-------- GEZEIGTER TEXT
Re: Verzwickte Situation

Beitrag von Lydia »

Hallo downtherabbithole,
downtherabbithole hat geschrieben: Di 16. Apr 2024, 18:05Ansonsten gibt es ziemlich viele Podcasts und Instagram Accounts die die unterschiedlichen Varianten aufzählen, und das kann sehr sehr hilfreich sein um überhaupt zu verstehen, das das was man hat auch ein Zwang ist oder was bei einem alles ein Zwang ist. Denn leider wissen das eben viele Therapeuten nicht und behandeln einen ungenügend. Ich kann dswg empfehlen sich Podcast Folgen zu den spezielleren Themen anzuhören.
----------------
- _GESTELLTE AUFGABE 1_: Was kann laut dem Forenbeitrag über Zwänge dabei helfen, überhaupt zu verstehen, dass das, was man hat, ein Zwang ist?
- _GESTELLTE AUFGABE 2_: Greif den Forenbeitrag über Zwänge nach seinem letzten Satz auf und schreib ihn weiter.
-------- AUSZÜGE AUS DATEN
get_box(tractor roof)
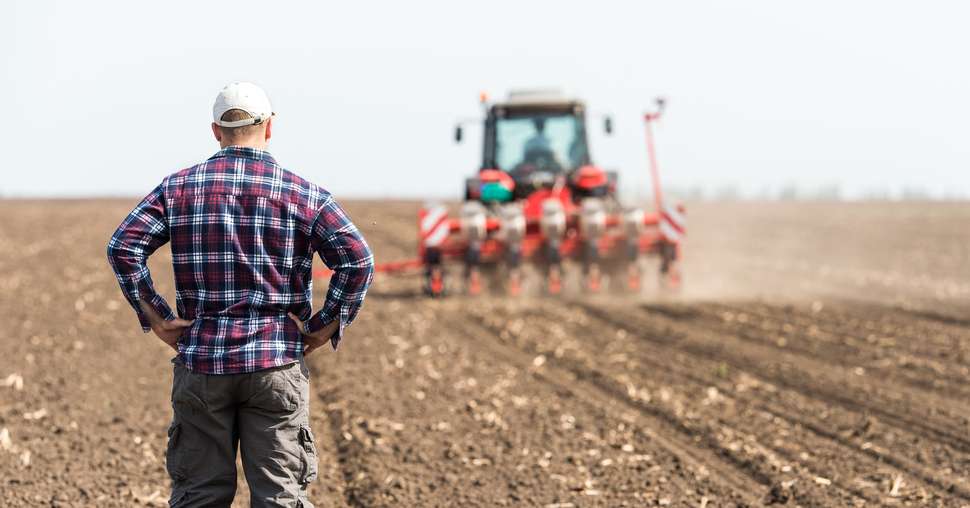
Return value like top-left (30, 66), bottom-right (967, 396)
top-left (495, 88), bottom-right (582, 109)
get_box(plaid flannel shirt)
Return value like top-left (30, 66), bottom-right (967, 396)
top-left (108, 146), bottom-right (373, 374)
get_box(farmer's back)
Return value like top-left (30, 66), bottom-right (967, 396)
top-left (163, 146), bottom-right (346, 373)
top-left (108, 83), bottom-right (373, 508)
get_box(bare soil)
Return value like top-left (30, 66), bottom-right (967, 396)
top-left (0, 200), bottom-right (970, 507)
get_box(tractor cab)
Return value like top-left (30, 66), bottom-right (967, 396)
top-left (455, 90), bottom-right (610, 203)
top-left (432, 90), bottom-right (683, 296)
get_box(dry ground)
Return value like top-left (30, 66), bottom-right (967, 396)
top-left (0, 200), bottom-right (970, 507)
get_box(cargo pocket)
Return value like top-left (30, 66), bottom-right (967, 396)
top-left (300, 425), bottom-right (317, 485)
top-left (165, 422), bottom-right (184, 483)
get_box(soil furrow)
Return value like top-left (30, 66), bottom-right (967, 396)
top-left (482, 307), bottom-right (960, 500)
top-left (560, 300), bottom-right (970, 499)
top-left (444, 312), bottom-right (768, 506)
top-left (582, 304), bottom-right (970, 452)
top-left (668, 304), bottom-right (970, 402)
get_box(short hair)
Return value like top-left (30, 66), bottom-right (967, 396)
top-left (219, 109), bottom-right (266, 139)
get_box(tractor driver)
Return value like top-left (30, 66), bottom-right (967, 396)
top-left (522, 118), bottom-right (552, 161)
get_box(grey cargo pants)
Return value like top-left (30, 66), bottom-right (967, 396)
top-left (165, 360), bottom-right (317, 508)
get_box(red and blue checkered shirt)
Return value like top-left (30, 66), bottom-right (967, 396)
top-left (108, 146), bottom-right (374, 374)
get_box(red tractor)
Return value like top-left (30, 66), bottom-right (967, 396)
top-left (416, 91), bottom-right (684, 296)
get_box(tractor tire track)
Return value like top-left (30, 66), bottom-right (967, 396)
top-left (438, 314), bottom-right (769, 506)
top-left (577, 303), bottom-right (970, 500)
top-left (656, 304), bottom-right (970, 404)
top-left (474, 302), bottom-right (959, 502)
top-left (581, 303), bottom-right (970, 452)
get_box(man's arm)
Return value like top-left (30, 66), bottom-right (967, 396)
top-left (108, 185), bottom-right (175, 333)
top-left (304, 197), bottom-right (374, 352)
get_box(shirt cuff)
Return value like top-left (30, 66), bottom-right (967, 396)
top-left (130, 295), bottom-right (175, 333)
top-left (306, 308), bottom-right (348, 351)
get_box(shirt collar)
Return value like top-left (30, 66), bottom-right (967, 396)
top-left (209, 145), bottom-right (276, 164)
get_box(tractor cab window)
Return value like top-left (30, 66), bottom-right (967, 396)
top-left (495, 114), bottom-right (587, 176)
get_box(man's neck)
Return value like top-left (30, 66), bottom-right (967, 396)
top-left (219, 141), bottom-right (266, 150)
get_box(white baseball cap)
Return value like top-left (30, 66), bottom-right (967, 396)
top-left (212, 81), bottom-right (276, 127)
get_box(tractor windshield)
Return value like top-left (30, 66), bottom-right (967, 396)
top-left (495, 114), bottom-right (588, 176)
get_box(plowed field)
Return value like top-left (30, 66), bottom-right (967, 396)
top-left (0, 200), bottom-right (970, 507)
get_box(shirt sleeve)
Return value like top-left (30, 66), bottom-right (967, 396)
top-left (108, 185), bottom-right (175, 332)
top-left (306, 197), bottom-right (374, 349)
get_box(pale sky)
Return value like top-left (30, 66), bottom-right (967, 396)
top-left (0, 0), bottom-right (970, 198)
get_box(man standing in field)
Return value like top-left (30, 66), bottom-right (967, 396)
top-left (108, 83), bottom-right (373, 507)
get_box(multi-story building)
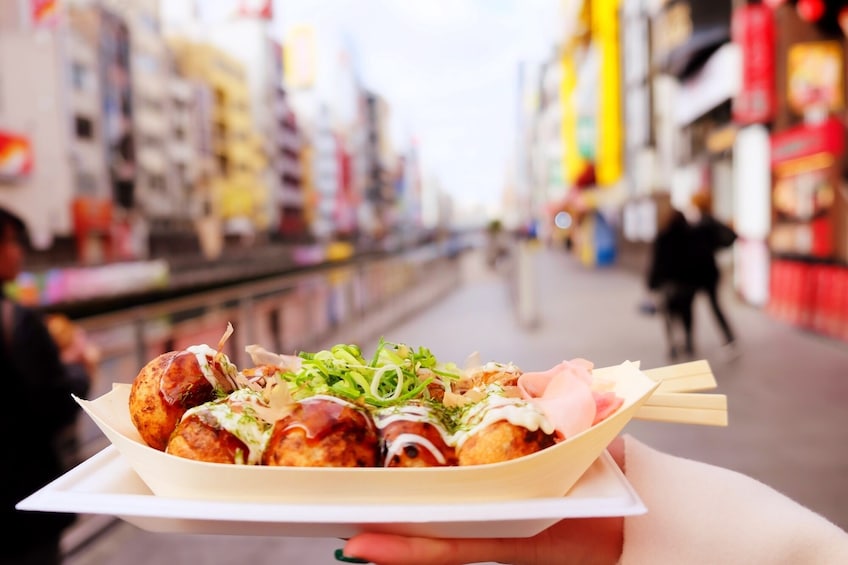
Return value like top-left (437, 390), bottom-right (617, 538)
top-left (169, 37), bottom-right (271, 238)
top-left (355, 90), bottom-right (395, 239)
top-left (0, 2), bottom-right (113, 263)
top-left (311, 106), bottom-right (340, 241)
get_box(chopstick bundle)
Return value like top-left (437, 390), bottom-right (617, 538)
top-left (634, 360), bottom-right (727, 426)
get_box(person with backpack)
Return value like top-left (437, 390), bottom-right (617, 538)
top-left (0, 208), bottom-right (91, 565)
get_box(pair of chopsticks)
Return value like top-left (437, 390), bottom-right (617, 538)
top-left (634, 360), bottom-right (727, 426)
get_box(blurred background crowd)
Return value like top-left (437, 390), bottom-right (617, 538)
top-left (0, 0), bottom-right (848, 339)
top-left (0, 0), bottom-right (848, 564)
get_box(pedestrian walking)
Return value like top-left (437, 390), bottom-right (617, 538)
top-left (646, 209), bottom-right (696, 360)
top-left (0, 208), bottom-right (91, 565)
top-left (692, 190), bottom-right (737, 347)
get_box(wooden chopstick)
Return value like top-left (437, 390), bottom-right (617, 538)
top-left (633, 405), bottom-right (727, 426)
top-left (642, 359), bottom-right (718, 394)
top-left (633, 360), bottom-right (727, 426)
top-left (642, 392), bottom-right (727, 411)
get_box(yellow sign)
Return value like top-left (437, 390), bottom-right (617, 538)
top-left (786, 41), bottom-right (843, 115)
top-left (283, 25), bottom-right (315, 88)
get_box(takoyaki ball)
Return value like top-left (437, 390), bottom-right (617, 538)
top-left (166, 389), bottom-right (272, 465)
top-left (262, 395), bottom-right (380, 467)
top-left (241, 365), bottom-right (284, 387)
top-left (165, 415), bottom-right (249, 464)
top-left (457, 420), bottom-right (554, 465)
top-left (129, 346), bottom-right (235, 451)
top-left (454, 387), bottom-right (555, 465)
top-left (374, 404), bottom-right (457, 467)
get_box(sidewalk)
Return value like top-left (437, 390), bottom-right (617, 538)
top-left (67, 245), bottom-right (848, 565)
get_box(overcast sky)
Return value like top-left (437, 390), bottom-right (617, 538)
top-left (275, 0), bottom-right (561, 212)
top-left (165, 0), bottom-right (562, 212)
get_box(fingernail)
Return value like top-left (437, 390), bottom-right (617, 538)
top-left (335, 549), bottom-right (368, 563)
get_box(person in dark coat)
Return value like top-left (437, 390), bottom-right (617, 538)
top-left (0, 208), bottom-right (91, 565)
top-left (647, 209), bottom-right (703, 359)
top-left (692, 191), bottom-right (737, 345)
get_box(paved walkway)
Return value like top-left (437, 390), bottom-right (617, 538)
top-left (67, 250), bottom-right (848, 565)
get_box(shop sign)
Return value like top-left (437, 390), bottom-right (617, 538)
top-left (0, 130), bottom-right (33, 180)
top-left (786, 41), bottom-right (844, 116)
top-left (71, 197), bottom-right (112, 231)
top-left (236, 0), bottom-right (273, 20)
top-left (675, 43), bottom-right (741, 126)
top-left (29, 0), bottom-right (59, 28)
top-left (731, 4), bottom-right (775, 124)
top-left (771, 118), bottom-right (845, 166)
top-left (769, 118), bottom-right (845, 258)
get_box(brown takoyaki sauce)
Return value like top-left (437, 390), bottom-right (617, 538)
top-left (159, 351), bottom-right (215, 413)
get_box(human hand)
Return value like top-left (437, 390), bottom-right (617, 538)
top-left (340, 437), bottom-right (624, 565)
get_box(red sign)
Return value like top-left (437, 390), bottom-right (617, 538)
top-left (771, 118), bottom-right (845, 165)
top-left (71, 196), bottom-right (112, 235)
top-left (29, 0), bottom-right (59, 27)
top-left (0, 130), bottom-right (33, 179)
top-left (237, 0), bottom-right (273, 20)
top-left (731, 4), bottom-right (776, 124)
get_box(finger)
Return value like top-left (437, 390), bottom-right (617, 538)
top-left (344, 533), bottom-right (514, 565)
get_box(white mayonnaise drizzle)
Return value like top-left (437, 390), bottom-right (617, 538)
top-left (453, 390), bottom-right (554, 448)
top-left (186, 343), bottom-right (238, 390)
top-left (386, 434), bottom-right (447, 466)
top-left (183, 388), bottom-right (273, 465)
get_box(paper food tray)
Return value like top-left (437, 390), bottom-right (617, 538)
top-left (68, 361), bottom-right (658, 504)
top-left (18, 446), bottom-right (646, 538)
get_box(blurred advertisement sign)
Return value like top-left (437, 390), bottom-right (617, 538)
top-left (29, 0), bottom-right (59, 28)
top-left (283, 25), bottom-right (315, 88)
top-left (651, 0), bottom-right (731, 79)
top-left (0, 130), bottom-right (33, 180)
top-left (731, 4), bottom-right (776, 124)
top-left (674, 43), bottom-right (742, 126)
top-left (769, 118), bottom-right (845, 258)
top-left (786, 41), bottom-right (844, 115)
top-left (236, 0), bottom-right (273, 20)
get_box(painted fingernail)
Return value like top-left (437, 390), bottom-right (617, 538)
top-left (335, 549), bottom-right (369, 563)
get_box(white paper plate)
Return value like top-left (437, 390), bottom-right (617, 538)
top-left (73, 362), bottom-right (659, 504)
top-left (17, 446), bottom-right (646, 538)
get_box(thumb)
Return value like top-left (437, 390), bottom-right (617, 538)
top-left (344, 533), bottom-right (516, 565)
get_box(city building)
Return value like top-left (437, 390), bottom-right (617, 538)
top-left (169, 36), bottom-right (271, 241)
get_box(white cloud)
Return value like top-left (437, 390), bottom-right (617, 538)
top-left (276, 0), bottom-right (559, 206)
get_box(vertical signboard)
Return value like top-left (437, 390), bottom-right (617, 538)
top-left (731, 4), bottom-right (776, 124)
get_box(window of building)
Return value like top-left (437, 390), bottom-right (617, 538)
top-left (71, 61), bottom-right (90, 92)
top-left (76, 171), bottom-right (97, 196)
top-left (150, 175), bottom-right (165, 192)
top-left (74, 115), bottom-right (94, 140)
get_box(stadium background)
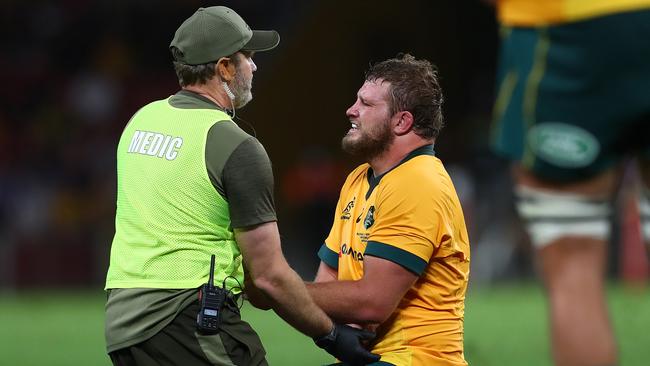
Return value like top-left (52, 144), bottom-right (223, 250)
top-left (0, 0), bottom-right (650, 366)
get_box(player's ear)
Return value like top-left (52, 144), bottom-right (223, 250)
top-left (217, 57), bottom-right (237, 82)
top-left (393, 111), bottom-right (413, 136)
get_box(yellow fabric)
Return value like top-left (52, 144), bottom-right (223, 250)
top-left (325, 155), bottom-right (469, 366)
top-left (497, 0), bottom-right (650, 26)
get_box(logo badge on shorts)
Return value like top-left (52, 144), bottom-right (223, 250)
top-left (363, 206), bottom-right (375, 230)
top-left (528, 122), bottom-right (600, 168)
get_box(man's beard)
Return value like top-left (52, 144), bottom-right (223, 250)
top-left (341, 119), bottom-right (395, 161)
top-left (232, 70), bottom-right (253, 108)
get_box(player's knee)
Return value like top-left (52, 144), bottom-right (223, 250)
top-left (515, 185), bottom-right (612, 248)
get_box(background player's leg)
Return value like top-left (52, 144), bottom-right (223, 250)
top-left (639, 159), bottom-right (650, 254)
top-left (515, 170), bottom-right (618, 366)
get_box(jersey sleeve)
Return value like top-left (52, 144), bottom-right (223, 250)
top-left (318, 194), bottom-right (345, 268)
top-left (364, 182), bottom-right (441, 276)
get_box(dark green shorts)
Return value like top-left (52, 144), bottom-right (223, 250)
top-left (109, 302), bottom-right (268, 366)
top-left (492, 10), bottom-right (650, 182)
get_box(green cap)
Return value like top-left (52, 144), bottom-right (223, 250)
top-left (169, 6), bottom-right (280, 65)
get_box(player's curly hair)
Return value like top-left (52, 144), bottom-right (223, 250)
top-left (366, 53), bottom-right (444, 139)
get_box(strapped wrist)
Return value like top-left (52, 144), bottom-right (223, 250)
top-left (313, 324), bottom-right (337, 349)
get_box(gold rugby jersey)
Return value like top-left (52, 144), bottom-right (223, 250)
top-left (497, 0), bottom-right (650, 27)
top-left (319, 145), bottom-right (469, 366)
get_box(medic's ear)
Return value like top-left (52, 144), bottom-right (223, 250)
top-left (217, 57), bottom-right (236, 82)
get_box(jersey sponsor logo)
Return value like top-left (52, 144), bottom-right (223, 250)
top-left (363, 206), bottom-right (375, 230)
top-left (528, 122), bottom-right (600, 168)
top-left (339, 244), bottom-right (363, 261)
top-left (341, 197), bottom-right (357, 220)
top-left (127, 130), bottom-right (183, 160)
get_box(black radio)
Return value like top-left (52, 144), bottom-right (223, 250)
top-left (196, 254), bottom-right (226, 334)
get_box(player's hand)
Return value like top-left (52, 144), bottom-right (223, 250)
top-left (314, 324), bottom-right (380, 365)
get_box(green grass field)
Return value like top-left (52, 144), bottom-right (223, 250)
top-left (0, 284), bottom-right (650, 366)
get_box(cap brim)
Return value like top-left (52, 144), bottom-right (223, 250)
top-left (241, 30), bottom-right (280, 52)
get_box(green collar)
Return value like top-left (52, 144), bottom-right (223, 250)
top-left (169, 89), bottom-right (228, 114)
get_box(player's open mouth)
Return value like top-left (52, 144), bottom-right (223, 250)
top-left (347, 122), bottom-right (359, 135)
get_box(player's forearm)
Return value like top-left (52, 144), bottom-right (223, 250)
top-left (255, 266), bottom-right (333, 337)
top-left (307, 281), bottom-right (391, 324)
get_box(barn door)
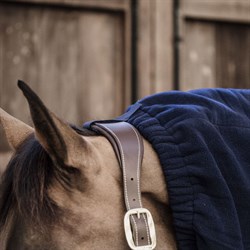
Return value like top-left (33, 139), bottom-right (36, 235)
top-left (0, 0), bottom-right (131, 168)
top-left (178, 0), bottom-right (250, 90)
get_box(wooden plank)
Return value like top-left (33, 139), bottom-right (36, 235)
----------------
- _SCHRIFTLICHE ANTWORT 1_: Podcasts und Instagram-Accounts, die die unterschiedlichen Varianten aufzählen.

- _SCHRIFTLICHE ANTWORT 2_:
Da der Google-Zwang dazwischengrätscht, ist das leider aktuell keine Option. Tägliche "Trigger", die Teils als absurd erkannt werden, dennoch gehörige Angstattacken auslösen, machen es zudem nicht leichter.

Der Zwang stürzt sich, O-Ton "wie Pyranhas" auf alles, was auch nur entfernt an das Geschehnis erinnert.

Ich hatte hier vor ein paar Tagen im übrigen einen längeren Text verfasst. Beim "Vorschau" klicken würde ich ausgeloggt und der Text war weg. Danach war ich erstmal entmutigt. Daher jetzt erst eine erneute, kürzere Antwort.